++++ Entries ++++

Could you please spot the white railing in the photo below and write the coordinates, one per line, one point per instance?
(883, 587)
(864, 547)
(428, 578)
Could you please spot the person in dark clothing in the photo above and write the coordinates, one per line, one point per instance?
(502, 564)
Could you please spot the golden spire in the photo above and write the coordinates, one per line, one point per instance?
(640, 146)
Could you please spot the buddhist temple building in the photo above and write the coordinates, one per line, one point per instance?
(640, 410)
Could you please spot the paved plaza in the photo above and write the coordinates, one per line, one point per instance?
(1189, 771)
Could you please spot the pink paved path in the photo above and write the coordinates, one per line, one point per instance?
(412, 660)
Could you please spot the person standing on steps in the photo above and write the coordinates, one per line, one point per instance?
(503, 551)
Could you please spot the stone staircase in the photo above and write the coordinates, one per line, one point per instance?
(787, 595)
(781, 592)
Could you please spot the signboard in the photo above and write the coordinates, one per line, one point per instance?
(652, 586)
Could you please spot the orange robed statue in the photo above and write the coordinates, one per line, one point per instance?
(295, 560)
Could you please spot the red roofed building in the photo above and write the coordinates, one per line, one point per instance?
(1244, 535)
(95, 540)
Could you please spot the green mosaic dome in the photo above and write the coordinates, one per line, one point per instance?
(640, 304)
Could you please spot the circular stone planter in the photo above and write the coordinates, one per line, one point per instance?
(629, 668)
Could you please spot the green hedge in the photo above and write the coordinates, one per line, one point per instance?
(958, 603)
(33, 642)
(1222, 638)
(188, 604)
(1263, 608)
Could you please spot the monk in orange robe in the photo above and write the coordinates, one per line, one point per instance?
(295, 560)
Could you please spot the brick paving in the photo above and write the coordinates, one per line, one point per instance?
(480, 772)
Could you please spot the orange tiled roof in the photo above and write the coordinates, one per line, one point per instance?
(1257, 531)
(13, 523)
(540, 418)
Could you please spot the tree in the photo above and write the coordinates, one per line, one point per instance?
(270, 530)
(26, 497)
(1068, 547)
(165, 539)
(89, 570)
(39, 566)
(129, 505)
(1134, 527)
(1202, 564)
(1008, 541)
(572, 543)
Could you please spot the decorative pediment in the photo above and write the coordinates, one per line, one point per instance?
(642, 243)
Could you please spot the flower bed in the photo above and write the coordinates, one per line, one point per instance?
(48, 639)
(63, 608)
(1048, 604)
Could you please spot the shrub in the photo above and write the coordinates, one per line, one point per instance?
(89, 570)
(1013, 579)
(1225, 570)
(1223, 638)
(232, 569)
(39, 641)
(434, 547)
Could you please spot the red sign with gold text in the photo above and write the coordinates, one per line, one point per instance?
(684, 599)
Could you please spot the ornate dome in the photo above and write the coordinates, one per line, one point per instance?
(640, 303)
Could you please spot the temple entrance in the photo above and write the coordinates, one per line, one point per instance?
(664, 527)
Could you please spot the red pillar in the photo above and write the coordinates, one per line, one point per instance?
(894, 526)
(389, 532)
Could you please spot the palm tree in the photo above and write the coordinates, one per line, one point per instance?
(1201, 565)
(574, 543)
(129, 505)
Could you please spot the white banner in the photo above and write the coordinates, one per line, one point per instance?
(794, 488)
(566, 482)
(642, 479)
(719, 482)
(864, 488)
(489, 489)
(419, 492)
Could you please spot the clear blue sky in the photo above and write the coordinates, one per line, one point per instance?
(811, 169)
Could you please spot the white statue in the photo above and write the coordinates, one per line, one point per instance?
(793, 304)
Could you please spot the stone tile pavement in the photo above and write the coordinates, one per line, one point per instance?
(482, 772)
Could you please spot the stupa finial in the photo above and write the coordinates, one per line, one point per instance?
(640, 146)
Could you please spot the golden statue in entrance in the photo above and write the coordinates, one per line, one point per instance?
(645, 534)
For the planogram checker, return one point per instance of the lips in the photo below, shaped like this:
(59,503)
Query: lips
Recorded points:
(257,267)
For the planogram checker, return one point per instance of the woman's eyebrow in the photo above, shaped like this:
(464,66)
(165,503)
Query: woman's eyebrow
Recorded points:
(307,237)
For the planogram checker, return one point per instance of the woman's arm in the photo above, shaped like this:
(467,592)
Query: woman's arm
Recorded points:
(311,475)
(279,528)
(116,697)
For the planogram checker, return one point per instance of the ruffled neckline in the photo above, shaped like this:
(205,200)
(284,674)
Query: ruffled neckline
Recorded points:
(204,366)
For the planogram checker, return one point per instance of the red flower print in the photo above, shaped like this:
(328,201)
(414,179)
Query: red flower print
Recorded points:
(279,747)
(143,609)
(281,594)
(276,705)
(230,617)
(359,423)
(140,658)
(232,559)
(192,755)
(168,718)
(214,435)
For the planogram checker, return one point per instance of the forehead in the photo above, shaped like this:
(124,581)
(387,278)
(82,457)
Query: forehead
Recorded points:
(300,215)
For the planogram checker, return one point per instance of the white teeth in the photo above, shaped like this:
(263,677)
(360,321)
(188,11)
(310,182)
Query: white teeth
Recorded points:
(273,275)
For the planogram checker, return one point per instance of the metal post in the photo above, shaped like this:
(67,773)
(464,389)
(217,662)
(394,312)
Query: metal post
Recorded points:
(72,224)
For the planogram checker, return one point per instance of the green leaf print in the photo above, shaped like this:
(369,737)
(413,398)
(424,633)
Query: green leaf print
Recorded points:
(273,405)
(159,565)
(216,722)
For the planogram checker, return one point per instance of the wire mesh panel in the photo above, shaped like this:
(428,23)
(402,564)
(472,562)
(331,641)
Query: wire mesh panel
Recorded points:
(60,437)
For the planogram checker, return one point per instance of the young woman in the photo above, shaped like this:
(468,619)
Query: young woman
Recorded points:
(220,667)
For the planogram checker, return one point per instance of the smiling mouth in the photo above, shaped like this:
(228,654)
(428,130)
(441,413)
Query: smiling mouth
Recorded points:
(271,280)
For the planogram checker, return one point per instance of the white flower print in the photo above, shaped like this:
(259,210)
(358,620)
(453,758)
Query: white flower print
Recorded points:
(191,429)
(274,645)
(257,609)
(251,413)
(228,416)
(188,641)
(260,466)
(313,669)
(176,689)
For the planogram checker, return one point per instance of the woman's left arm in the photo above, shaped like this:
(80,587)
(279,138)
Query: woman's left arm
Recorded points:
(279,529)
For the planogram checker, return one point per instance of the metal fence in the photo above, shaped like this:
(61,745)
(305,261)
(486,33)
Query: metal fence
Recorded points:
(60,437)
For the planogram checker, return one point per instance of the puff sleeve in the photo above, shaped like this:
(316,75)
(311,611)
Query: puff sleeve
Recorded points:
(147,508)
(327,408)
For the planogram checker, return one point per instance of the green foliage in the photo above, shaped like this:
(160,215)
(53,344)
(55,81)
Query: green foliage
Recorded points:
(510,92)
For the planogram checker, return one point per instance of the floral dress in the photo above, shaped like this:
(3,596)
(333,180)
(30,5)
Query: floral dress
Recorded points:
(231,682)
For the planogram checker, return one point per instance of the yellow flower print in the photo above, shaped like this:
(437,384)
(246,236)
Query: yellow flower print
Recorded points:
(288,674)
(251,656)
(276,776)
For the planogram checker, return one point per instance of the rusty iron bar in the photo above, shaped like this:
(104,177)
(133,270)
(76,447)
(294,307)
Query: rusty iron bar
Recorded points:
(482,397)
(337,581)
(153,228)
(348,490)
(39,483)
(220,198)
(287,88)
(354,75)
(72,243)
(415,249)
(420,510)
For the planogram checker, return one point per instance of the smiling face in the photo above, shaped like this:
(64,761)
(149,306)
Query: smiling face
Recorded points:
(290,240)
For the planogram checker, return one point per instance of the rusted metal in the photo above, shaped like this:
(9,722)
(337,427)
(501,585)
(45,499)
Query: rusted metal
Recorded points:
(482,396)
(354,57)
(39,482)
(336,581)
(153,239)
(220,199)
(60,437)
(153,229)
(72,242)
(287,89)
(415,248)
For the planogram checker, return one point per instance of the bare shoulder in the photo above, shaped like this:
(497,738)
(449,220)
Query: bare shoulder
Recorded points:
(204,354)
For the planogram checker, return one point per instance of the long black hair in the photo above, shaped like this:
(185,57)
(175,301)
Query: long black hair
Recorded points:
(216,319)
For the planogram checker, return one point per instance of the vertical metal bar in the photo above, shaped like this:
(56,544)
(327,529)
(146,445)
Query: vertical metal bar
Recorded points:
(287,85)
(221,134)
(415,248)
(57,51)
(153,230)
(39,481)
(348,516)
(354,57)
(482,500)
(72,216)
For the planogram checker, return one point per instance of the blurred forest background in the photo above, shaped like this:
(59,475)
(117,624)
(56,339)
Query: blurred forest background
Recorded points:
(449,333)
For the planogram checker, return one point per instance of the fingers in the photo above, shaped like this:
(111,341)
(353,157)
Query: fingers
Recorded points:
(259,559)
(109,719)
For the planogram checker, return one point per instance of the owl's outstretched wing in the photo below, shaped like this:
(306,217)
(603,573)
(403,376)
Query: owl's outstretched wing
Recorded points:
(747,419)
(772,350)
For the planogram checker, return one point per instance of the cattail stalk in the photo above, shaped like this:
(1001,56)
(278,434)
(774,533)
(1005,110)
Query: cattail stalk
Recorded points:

++++

• Goal of the exercise:
Each line from the one with "the smiling face" through the last line of the records must be written out word for word. Include nothing else.

• The result:
For the planogram checker, return one point per instance of the smiling face in the photo above, shaped like this:
(64,761)
(149,306)
Query: smiling face
Recorded points:
(290,240)
For the planogram checker, return one point per instance of the rusted metal in the photo above, shaped like this:
(9,722)
(337,427)
(501,585)
(45,499)
Query: rusted metal
Recorded points:
(482,396)
(354,57)
(39,482)
(336,581)
(153,239)
(220,199)
(60,437)
(153,229)
(72,242)
(287,89)
(415,248)
For the planogram checker, return one point per instance of the bare shoulder in the photo above, shaped like this:
(497,738)
(449,220)
Query: bare shoulder
Recorded points:
(204,354)
For the planogram checker, return one point per instance of the long black hair in the photo above, shaped like this:
(185,57)
(175,301)
Query: long black hair
Recorded points:
(216,319)
For the planogram checker, return one point per instance of the vertical metal bar in the photo above, shaped like this:
(56,544)
(327,529)
(146,445)
Query: vertical metal bar
Recorded points:
(287,85)
(221,134)
(415,248)
(57,51)
(153,230)
(39,481)
(348,516)
(354,57)
(482,500)
(72,216)
For the planogram checker, return one point per instance of the blurred forest background in the photo above, shaped like this:
(59,475)
(117,624)
(56,339)
Query: blurred forest background
Recorded points:
(449,333)
For the planogram checker, return one point per instance of the fingers in the photo above, shaped like this:
(111,341)
(353,157)
Query: fingers
Recorded points:
(259,559)
(109,719)
For the planogram checker, return one point per instance of the owl's outstretched wing in the photo below, shaped like this:
(306,217)
(603,573)
(403,376)
Query: owl's outstretched wing
Recorded points:
(747,419)
(772,350)
For the planogram checker, return one point per instance of the cattail stalk in the photo above, shaped like this:
(1001,56)
(278,434)
(774,533)
(1005,110)
Query: cattail stalk
Recorded points:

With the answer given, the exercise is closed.